Reproduce, without alteration, the lines of the material below from the line containing "Task: mark the small" up to and including the line containing "[[236, 91], [243, 94]]".
[Start AVAILABLE RECORDS]
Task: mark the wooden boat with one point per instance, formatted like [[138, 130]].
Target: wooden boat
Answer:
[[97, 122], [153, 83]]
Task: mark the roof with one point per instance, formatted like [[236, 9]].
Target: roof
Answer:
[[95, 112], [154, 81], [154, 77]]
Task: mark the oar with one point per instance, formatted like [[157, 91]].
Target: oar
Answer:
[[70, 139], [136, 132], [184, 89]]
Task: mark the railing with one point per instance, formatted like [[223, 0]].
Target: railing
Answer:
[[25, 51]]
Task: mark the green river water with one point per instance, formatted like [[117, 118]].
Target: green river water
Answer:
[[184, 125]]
[End AVAILABLE RECORDS]
[Start AVAILABLE RECORDS]
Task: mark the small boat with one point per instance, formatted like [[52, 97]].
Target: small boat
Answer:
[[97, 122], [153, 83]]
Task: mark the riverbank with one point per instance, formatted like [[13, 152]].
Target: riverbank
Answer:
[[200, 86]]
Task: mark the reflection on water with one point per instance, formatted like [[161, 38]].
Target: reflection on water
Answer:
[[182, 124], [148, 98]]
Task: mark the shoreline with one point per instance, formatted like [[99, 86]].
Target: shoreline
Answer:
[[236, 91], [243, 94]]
[End AVAILABLE RECORDS]
_FINISHED TASK_:
Task: mark the small boat with one point per instance, formatted like [[52, 97]].
Target: small boat
Answer:
[[97, 122], [153, 83]]
Task: mark the riverbank with one point per instance, formatted like [[13, 152]].
Target: riverbank
Answer:
[[200, 86]]
Task: mark the reflection on water with one point per instance, formatted like [[161, 38]].
Target: reflection on water
Answer:
[[182, 124], [148, 98]]
Task: mark the shoreline with one point per instance, formatted like [[99, 86]].
Target: shoreline
Answer:
[[236, 91], [243, 94]]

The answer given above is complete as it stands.